==== DOCUMENT TEXT

Public health experts, watching the numbers climb, see a flurry of factors sending out ripple effects. Stay-at-home orders, media reports stressing social distancing, closed churches and shuttered cafes. School canceled and Plexiglass shields at grocery checkouts. Homemade masks, airport checkpoints, test backlogs and defiant spring breakers. Even sick celebrities and acquaintances play a role, so that more people know someone with the disease.

All of those factors and more are at work, shaping Florida’s curve. But there’s a lag time, and experts say the peak is yet to come.

“The more people adhere to the strictest social distancing, isolation and public health hygiene practices, the greater the impact on that curve — which is still going to result in more cases and deaths,” said Jay Wolfson, a professor at the University of South Florida's College of Public Health and an expert on health care policy.

Coronavirus cases in Florida now total 6,741, according to the state Department of Health.

And with the death Monday of a 92-year-old woman in Hillsborough County, the state’s death count has reached 85.

========
==== EXCERPTED DATA

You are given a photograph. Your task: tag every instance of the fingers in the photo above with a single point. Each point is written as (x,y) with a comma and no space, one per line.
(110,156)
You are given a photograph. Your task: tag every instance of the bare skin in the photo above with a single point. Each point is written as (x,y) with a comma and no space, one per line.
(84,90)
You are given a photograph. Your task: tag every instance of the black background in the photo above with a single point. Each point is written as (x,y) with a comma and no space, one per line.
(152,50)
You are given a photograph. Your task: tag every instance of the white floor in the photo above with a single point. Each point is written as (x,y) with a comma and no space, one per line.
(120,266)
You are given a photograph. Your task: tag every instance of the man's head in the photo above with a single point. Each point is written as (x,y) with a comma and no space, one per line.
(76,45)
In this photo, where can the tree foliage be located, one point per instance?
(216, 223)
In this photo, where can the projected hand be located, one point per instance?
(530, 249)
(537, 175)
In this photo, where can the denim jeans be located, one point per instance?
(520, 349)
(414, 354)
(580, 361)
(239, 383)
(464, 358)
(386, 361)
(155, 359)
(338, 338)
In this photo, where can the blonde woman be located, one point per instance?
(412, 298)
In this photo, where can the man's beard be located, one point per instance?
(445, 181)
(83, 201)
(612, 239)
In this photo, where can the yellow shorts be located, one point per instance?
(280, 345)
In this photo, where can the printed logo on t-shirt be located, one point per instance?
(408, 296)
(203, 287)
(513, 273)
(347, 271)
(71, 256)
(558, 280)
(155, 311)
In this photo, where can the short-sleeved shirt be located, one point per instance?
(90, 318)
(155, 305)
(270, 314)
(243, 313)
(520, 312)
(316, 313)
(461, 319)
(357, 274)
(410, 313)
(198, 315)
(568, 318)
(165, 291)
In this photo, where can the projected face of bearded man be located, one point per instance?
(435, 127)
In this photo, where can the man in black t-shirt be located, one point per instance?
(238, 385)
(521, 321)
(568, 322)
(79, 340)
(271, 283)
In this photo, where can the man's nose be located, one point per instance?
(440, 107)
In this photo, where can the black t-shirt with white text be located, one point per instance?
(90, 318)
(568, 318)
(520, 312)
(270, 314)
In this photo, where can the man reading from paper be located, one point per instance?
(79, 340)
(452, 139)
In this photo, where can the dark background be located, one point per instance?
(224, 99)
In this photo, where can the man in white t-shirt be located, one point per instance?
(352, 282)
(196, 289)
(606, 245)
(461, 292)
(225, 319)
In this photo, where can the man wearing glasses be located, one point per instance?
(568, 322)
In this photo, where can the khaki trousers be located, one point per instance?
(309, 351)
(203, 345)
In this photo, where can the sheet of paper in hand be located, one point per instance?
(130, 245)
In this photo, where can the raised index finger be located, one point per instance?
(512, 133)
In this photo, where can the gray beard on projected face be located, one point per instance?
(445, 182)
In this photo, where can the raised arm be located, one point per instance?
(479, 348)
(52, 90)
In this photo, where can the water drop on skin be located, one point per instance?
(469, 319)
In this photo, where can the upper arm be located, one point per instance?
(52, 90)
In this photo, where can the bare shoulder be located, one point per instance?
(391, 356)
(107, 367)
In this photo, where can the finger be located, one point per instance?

========

• [TO DO] Repeat word for word everything in the passage on Florida's coronavirus curve from "All of those" down to "Department of Health.".

• [ANSWER SECTION]
All of those factors and more are at work, shaping Florida’s curve. But there’s a lag time, and experts say the peak is yet to come.

“The more people adhere to the strictest social distancing, isolation and public health hygiene practices, the greater the impact on that curve — which is still going to result in more cases and deaths,” said Jay Wolfson, a professor at the University of South Florida's College of Public Health and an expert on health care policy.

Coronavirus cases in Florida now total 6,741, according to the state Department of Health.